(Raw records):
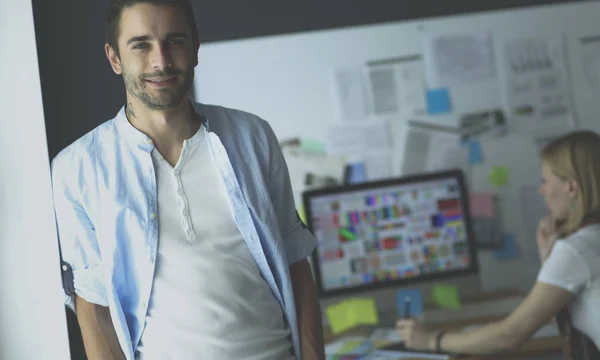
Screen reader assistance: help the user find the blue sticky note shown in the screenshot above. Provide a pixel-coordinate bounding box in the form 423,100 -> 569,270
494,234 -> 519,261
464,140 -> 483,165
427,88 -> 452,114
396,289 -> 423,317
347,163 -> 367,184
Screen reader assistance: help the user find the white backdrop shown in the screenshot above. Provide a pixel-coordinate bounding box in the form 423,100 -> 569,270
0,0 -> 70,360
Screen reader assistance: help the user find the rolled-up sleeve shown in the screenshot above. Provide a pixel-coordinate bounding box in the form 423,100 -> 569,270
266,121 -> 317,265
52,155 -> 108,310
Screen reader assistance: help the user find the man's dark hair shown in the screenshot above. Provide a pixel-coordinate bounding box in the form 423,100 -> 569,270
106,0 -> 200,54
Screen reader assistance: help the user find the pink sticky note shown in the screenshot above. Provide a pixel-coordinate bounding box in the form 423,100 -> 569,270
469,193 -> 494,219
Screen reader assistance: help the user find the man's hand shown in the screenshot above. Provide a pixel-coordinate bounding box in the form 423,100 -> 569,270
396,319 -> 435,350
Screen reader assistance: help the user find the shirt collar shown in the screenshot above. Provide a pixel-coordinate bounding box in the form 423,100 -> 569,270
115,102 -> 210,152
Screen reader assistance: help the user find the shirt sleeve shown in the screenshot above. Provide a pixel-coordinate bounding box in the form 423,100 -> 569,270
52,155 -> 108,310
266,124 -> 317,265
537,240 -> 590,294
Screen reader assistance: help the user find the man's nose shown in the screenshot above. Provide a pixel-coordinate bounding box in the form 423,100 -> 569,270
152,45 -> 173,70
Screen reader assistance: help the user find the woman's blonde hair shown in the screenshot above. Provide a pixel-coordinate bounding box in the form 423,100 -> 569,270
540,130 -> 600,235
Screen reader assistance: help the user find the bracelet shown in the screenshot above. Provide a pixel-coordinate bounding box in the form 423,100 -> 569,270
435,330 -> 446,354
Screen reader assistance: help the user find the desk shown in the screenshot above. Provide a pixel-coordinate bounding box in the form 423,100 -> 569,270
324,290 -> 563,360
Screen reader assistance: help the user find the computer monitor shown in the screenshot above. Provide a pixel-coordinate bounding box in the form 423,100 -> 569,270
303,170 -> 478,298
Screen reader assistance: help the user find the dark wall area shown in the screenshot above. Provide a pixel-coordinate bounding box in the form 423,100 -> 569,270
31,0 -> 576,359
33,0 -> 576,157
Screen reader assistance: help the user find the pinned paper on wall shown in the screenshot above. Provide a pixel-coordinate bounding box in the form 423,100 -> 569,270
367,55 -> 425,115
488,166 -> 510,188
298,205 -> 306,224
494,234 -> 519,261
423,32 -> 496,87
469,193 -> 494,219
427,88 -> 452,115
396,288 -> 423,318
335,68 -> 369,122
432,284 -> 460,309
463,140 -> 483,165
325,298 -> 378,335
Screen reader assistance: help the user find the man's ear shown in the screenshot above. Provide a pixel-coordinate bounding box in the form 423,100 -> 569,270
194,42 -> 200,67
104,43 -> 123,75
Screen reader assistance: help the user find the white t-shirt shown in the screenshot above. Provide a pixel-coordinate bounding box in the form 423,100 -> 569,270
537,224 -> 600,349
136,129 -> 294,360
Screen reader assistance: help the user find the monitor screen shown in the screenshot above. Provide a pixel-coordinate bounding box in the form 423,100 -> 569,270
303,170 -> 477,296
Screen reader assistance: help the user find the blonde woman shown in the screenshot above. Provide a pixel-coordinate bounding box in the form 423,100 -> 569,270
397,131 -> 600,360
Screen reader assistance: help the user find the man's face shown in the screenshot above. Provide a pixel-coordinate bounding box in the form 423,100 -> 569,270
107,4 -> 198,110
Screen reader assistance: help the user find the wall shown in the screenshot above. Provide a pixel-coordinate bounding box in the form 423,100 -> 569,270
195,2 -> 600,290
0,0 -> 70,360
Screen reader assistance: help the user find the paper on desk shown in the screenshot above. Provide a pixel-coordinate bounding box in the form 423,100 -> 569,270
462,323 -> 560,339
432,284 -> 460,309
325,336 -> 372,357
367,55 -> 425,115
396,288 -> 423,318
427,88 -> 452,115
424,33 -> 496,88
334,68 -> 369,122
469,193 -> 494,219
463,140 -> 483,165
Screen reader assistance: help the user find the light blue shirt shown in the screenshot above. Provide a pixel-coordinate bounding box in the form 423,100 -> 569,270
52,103 -> 316,359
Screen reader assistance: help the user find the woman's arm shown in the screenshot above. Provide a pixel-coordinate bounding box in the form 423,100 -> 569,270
397,282 -> 572,354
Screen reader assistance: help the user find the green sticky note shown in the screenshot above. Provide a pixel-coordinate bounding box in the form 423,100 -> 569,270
432,284 -> 460,309
350,298 -> 377,325
488,166 -> 510,188
325,301 -> 356,335
300,139 -> 325,154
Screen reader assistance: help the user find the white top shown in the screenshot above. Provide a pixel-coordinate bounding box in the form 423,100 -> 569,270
538,225 -> 600,349
136,128 -> 294,360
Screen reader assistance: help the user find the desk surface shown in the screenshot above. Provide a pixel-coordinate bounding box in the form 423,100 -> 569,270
324,290 -> 563,360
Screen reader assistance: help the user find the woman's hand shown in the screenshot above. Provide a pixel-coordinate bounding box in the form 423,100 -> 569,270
537,215 -> 556,264
396,319 -> 435,350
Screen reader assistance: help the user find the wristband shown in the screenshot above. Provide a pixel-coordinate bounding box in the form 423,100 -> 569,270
435,330 -> 446,354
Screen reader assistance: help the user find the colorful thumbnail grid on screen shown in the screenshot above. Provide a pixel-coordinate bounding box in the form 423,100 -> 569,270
312,180 -> 471,289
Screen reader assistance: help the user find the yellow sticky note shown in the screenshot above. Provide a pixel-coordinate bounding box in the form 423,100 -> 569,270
325,301 -> 356,335
350,298 -> 377,325
336,340 -> 365,355
432,284 -> 460,309
325,298 -> 377,335
488,166 -> 510,188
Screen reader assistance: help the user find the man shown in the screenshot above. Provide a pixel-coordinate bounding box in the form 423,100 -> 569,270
52,0 -> 324,360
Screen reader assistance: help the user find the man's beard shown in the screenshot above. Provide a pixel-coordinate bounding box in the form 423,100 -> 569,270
123,68 -> 194,110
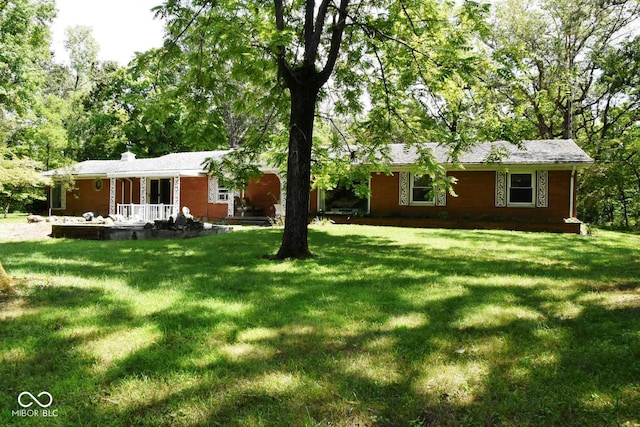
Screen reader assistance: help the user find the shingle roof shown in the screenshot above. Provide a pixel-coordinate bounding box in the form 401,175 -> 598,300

(Brief):
Format the data from the line containing "Screen reader assistance: help the user find the white backdrop" through the line containing "115,102 -> 210,152", inclusive, as a two-column CSV with the headers text and answer, one row per entry. Enclose every field in quotation marks and replace any line breaks inside a field with spaces.

(Result):
text,answer
"Screen reader assistance: help the user find the white backdrop shown in the screenshot above. Provide a pixel-coordinate bounding box in the form 423,100 -> 569,270","0,0 -> 70,360"
"Screen reader assistance: help the user find the rolled-up sleeve shown in the screenshot above. Provide a pixel-coordinate bounding box in the form 423,100 -> 569,270","266,121 -> 317,265 52,155 -> 108,310"
"Screen reader assistance: help the user find the man's dark hair shown in the screenshot above. Provide a pixel-coordinate bounding box in the form 423,100 -> 569,270","106,0 -> 200,54"
"Screen reader assistance: help the user find the pink sticky note shown in the screenshot above. Provide a pixel-coordinate bounding box in the form 423,100 -> 569,270","469,193 -> 494,219"
"Screen reader assistance: help the user find the man's hand shown in the screenshot above. Provide a pixel-coordinate bounding box in the form 423,100 -> 569,270","396,319 -> 435,350"
"Screen reader assistance: help the user find the shirt collar shown in the screenshot above. Provide a pixel-coordinate bounding box in the form 423,100 -> 569,270","115,102 -> 210,152"